## Short exercise
Copy every line of the records below, changing nothing.

[Point placement records]
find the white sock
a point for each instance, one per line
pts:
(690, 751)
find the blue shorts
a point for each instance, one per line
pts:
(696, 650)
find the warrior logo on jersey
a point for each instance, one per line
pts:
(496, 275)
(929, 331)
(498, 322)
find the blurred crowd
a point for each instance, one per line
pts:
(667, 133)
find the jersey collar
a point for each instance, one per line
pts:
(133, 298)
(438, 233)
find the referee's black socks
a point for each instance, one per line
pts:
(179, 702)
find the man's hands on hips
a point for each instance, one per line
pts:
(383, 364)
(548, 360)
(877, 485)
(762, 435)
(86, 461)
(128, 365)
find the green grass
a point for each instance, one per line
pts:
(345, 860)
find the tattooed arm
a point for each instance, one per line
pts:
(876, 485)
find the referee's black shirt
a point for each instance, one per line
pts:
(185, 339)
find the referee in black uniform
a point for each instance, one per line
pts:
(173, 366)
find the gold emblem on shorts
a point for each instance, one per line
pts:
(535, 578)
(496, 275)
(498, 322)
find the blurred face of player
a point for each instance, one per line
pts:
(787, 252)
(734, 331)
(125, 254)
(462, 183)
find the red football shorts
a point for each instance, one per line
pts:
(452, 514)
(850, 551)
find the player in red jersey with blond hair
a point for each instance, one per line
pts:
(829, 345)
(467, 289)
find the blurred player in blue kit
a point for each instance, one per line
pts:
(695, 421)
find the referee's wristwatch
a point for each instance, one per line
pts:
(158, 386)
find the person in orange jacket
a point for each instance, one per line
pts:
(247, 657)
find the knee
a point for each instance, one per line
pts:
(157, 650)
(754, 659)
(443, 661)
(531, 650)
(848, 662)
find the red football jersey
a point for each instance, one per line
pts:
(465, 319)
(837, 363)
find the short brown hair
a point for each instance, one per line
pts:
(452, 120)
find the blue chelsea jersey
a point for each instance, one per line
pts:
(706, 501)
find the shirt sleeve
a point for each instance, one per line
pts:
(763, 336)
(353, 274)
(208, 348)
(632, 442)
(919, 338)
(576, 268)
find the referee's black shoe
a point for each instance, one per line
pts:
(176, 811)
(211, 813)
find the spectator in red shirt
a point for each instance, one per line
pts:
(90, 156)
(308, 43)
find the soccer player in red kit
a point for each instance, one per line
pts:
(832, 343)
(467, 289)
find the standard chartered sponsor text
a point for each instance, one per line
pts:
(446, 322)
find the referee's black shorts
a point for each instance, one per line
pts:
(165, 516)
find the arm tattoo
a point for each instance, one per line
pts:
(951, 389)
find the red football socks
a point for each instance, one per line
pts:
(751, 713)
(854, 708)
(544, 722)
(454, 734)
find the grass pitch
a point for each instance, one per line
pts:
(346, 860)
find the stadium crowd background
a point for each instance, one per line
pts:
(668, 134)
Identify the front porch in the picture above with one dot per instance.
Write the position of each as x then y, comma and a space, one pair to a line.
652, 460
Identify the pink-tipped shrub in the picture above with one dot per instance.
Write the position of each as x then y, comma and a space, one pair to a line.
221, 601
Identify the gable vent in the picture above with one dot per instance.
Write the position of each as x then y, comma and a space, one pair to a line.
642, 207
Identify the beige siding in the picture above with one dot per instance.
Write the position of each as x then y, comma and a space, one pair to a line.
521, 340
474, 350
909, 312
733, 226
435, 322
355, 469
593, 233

## Correct result
find the white sock
a point for each instance, one per line
pts:
(690, 751)
find the blue shorts
a point for each instance, one per line
pts:
(696, 650)
find the warrior logo on jersey
a point for each instance, one per line
pts:
(496, 275)
(929, 331)
(498, 322)
find the blurred crowd
a point for each instance, one per line
pts:
(667, 133)
find the jersey collar
a point for each instance, one per line
pts:
(133, 298)
(438, 233)
find the referee's black socks
a point for each instance, one per line
pts:
(179, 702)
find the man's hands on hips
a point for each instance, one per line
pts:
(383, 364)
(548, 360)
(877, 485)
(762, 435)
(86, 461)
(128, 365)
find the green grass
a point for each instance, one per line
pts:
(345, 860)
find the tattooed arm
a point for each instance, one per line
pts:
(876, 485)
find the referee's black shirt
a point for each instance, one per line
pts:
(185, 339)
find the referee in black uniform
a point for each instance, one per line
pts:
(173, 366)
find the gold emblem on shorts
a point for each instance, one per line
pts:
(535, 578)
(496, 275)
(498, 322)
find the blurred face of player
a point for each instance, one per line
pts:
(787, 252)
(734, 331)
(125, 254)
(462, 183)
find the red football shorts
a point for each instance, one per line
pts:
(452, 514)
(850, 551)
find the player in red jersey with blond hair
a point for each instance, one per line
pts:
(829, 345)
(467, 289)
find the blurred player in blue kit
a point for each instance, one per line
pts:
(695, 421)
find the referee's wristwatch
a point for each instance, one per line
pts:
(158, 386)
find the person in orange jacket
a point for each instance, one per line
pts:
(247, 657)
find the knee
a point for each instance, one per line
pts:
(157, 650)
(754, 659)
(443, 661)
(531, 650)
(848, 662)
find the red football jersey
a point for each instance, one per line
pts:
(465, 319)
(837, 363)
find the short brown hair
a point for each instance, one per line
pts:
(452, 120)
find the blue chelsea jersey
a point for each instance, one per line
pts:
(706, 501)
find the shirt sleeve
a point for each instance, one per line
pts:
(763, 336)
(353, 274)
(208, 348)
(632, 442)
(919, 338)
(576, 268)
find the referee's black shoe
a point for each instance, one per line
pts:
(176, 811)
(211, 813)
find the spectator in red shirt
a point for each instance, one per line
pts:
(90, 156)
(308, 43)
find the soccer player in red kit
a point for each instance, one per line
pts:
(832, 343)
(467, 289)
find the standard chartered sponsor text
a point for each instance, one per line
pts:
(446, 322)
find the referee's black shorts
a point for each instance, one per line
pts:
(165, 516)
find the arm tattoo
a point for each instance, one per line
pts:
(951, 389)
find the red football socks
a point for each instance, one per line
pts:
(751, 713)
(854, 708)
(544, 722)
(454, 734)
find the grass pitch
a point for each instance, one per line
pts:
(346, 860)
find the stadium crowd background
a point for each instance, one per line
pts:
(668, 134)
Identify the front porch in the picture above with one dot per instance.
Write the position of each as x then y, comma and a space, one pair to a line.
652, 460
Identify the pink-tipped shrub in the picture above with one dot per instance.
Write the position of each as x then y, comma and a space, one pair to a line.
221, 601
Identify the gable vent in the picture above with one dot per instance.
Write the position of each as x then y, comma and a space, one pair to a line.
642, 207
Identify the beige siding in the picture above with one dot per instance.
Write the position of each as x then y, comma and a space, one pair to a line.
521, 340
474, 350
909, 312
733, 226
435, 322
355, 469
593, 233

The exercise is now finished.